• [Selected extract]
·····

I walk into the sun blessed garden of wonders dazzling in its array of beautiful plants and flowers. I decide to sit in full view of the sun, making its star guest appearance, for it had been raining only minutes before. I also sit close to the Cathedral so I can hear the voices of heaven penetrating through the ancient Cathedral walls.

Bristol Cathedral Garden at Spring

Having immersed myself in such warmth, beauty and angelic music, I returned back to the office. As I walked across College Green a feeling of absolute peace and perfect contentment flooded my senses as my mind surrendered to this inner movement.

As I approached the entrance to the office, I smiled from a place of deep inner joy at someone leaving the building for lunch. The scowl was frozen on her face, unable to recognise my sentiments, clearly completely identified with the seriousness of her mental noise, no doubt tied in to her role there.

Then I saw my boss going into the lift, I ran over in order to join him. He asked if I had had a good weekend, and what I had been up to. I had literally no memory of anything that had preceded this moment, nor did I care, for I was blissfully just present. So I replied that I had but didn’t recall what I had been up to.

·····

• [Information given]
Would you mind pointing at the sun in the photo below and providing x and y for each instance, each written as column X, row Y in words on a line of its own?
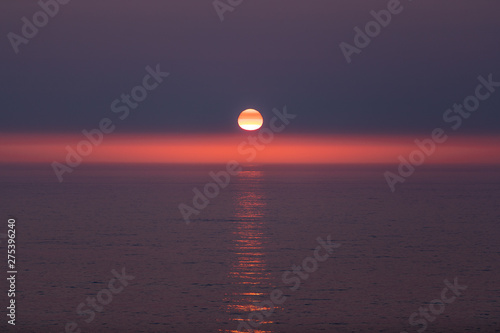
column 250, row 120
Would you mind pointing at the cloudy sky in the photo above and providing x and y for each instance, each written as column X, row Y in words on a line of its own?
column 264, row 54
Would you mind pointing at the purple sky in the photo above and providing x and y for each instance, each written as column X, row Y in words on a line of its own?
column 264, row 54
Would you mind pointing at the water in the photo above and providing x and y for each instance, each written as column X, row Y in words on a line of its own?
column 396, row 249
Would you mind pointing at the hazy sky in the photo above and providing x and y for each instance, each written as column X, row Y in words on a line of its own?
column 264, row 54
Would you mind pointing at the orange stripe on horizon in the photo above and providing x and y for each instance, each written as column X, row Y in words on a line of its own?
column 196, row 148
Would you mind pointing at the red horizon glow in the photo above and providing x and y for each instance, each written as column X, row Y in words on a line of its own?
column 212, row 149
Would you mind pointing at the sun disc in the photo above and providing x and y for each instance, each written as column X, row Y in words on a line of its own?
column 250, row 120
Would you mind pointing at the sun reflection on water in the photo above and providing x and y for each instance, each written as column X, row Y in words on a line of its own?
column 249, row 272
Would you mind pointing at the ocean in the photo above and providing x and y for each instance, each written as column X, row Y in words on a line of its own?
column 283, row 248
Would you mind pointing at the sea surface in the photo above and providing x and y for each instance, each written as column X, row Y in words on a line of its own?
column 392, row 254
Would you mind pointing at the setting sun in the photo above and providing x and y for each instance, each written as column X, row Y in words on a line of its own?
column 250, row 120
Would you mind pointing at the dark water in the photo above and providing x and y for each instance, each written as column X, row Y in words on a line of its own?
column 396, row 249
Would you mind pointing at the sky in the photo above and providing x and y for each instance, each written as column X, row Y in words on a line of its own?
column 263, row 55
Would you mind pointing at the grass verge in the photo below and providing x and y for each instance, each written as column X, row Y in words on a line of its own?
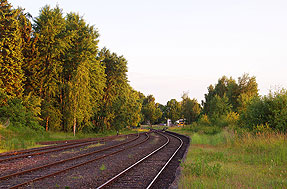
column 229, row 160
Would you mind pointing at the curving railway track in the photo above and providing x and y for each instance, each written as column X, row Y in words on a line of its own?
column 136, row 162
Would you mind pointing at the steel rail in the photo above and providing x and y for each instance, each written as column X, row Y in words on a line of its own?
column 181, row 143
column 65, row 160
column 59, row 146
column 78, row 165
column 133, row 165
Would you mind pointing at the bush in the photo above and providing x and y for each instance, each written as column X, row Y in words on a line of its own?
column 269, row 110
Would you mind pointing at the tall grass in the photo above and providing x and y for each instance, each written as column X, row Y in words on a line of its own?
column 235, row 160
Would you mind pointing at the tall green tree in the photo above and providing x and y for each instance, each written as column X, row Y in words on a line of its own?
column 53, row 41
column 150, row 110
column 173, row 110
column 11, row 58
column 190, row 109
column 116, row 83
column 219, row 106
column 79, row 71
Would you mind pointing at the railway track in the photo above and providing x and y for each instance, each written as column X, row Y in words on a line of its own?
column 26, row 177
column 49, row 149
column 145, row 161
column 145, row 172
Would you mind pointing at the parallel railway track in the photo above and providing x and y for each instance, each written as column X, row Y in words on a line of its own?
column 146, row 164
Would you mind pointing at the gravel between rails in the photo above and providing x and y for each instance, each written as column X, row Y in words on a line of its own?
column 97, row 172
column 36, row 161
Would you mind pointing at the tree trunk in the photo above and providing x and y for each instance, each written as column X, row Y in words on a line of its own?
column 74, row 127
column 47, row 123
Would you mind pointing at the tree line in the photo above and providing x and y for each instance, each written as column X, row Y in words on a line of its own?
column 54, row 76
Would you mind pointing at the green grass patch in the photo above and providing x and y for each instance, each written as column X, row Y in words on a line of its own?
column 231, row 160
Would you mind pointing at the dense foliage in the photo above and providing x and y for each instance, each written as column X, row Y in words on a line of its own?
column 54, row 76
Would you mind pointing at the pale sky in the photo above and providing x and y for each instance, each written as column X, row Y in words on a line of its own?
column 186, row 45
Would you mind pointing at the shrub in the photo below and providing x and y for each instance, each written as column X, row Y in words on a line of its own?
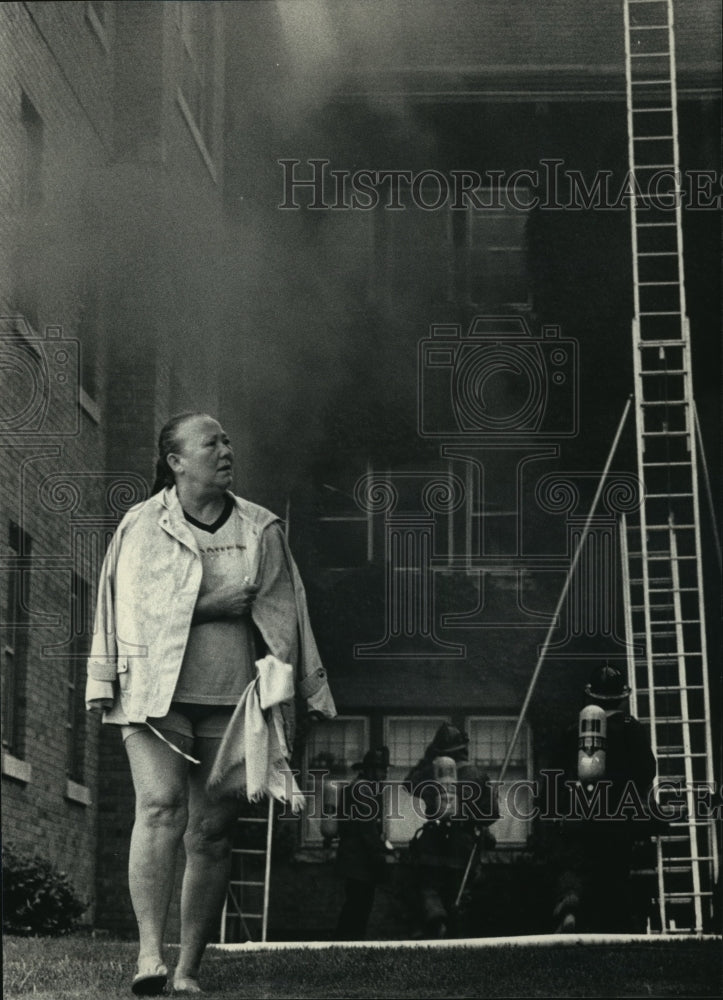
column 37, row 898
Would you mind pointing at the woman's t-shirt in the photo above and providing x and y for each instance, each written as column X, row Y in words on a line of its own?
column 219, row 659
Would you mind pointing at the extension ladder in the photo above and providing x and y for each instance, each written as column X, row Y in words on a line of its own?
column 247, row 898
column 662, row 548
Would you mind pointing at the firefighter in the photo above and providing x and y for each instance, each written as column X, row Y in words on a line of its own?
column 608, row 770
column 363, row 853
column 457, row 800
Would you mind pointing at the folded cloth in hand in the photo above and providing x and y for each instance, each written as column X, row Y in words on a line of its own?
column 253, row 755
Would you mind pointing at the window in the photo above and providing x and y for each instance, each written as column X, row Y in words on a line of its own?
column 197, row 69
column 31, row 182
column 15, row 642
column 407, row 738
column 332, row 750
column 490, row 253
column 80, row 617
column 489, row 741
column 30, row 198
column 88, row 334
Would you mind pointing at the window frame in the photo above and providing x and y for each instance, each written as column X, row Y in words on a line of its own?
column 526, row 735
column 309, row 837
column 387, row 722
column 16, row 629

·····

• [The tasks]
**A.** Could you recast the paragraph of the Cathedral garden piece beginning "Then I saw my boss" as a short bulleted list that keeps its main facts?
**B.** Which named places, written with capital letters, appear in the Cathedral garden piece?
**C.** What might come next in the Cathedral garden piece? Write the passage that follows its last sentence.
The records were drawn from a different source.

• [Answer set]
**A.**
- I saw my boss going into the lift and ran over to join him.
- He asked whether I had had a good weekend and what I had done.
- I had no memory of anything before that moment and didn't care, because I was blissfully present.
- I said I had had a good weekend but couldn't recall what I had done.

**B.**
- Bristol Cathedral Garden
- the Cathedral
- College Green

**C.**
He said you are as bad as my kids, when he asks them what they have been up to they shrug and reply “I dunno” and when asked what they ate for lunch they reply “I dunno”. I laughed, as he was only being lighthearted, but it made me remember…

I remembered as a child how I was shamed out of the natural joy of being in in the present moment, by adults into having to think abstractly. To think about what I had been doing, and indeed what I was about to be doing, for fear of being ridiculed.

As children, we are usually perfectly content playing in the moment, having no concept of anything other than using our imagination to interpret this magical present.

Perhaps the world would be a better place if we decided to learn from children how to be happy, as much as we dispel our ‘infinite wisdom’ upon them.

After all happiness is what only really matters, and how often, do we, with the best intentions, instead train children how to be unhappy.

Still, you have to lose yourself to find yourself they say, so it’s all perfect! Feeling blissful today, trusting in life, and the wonder of it.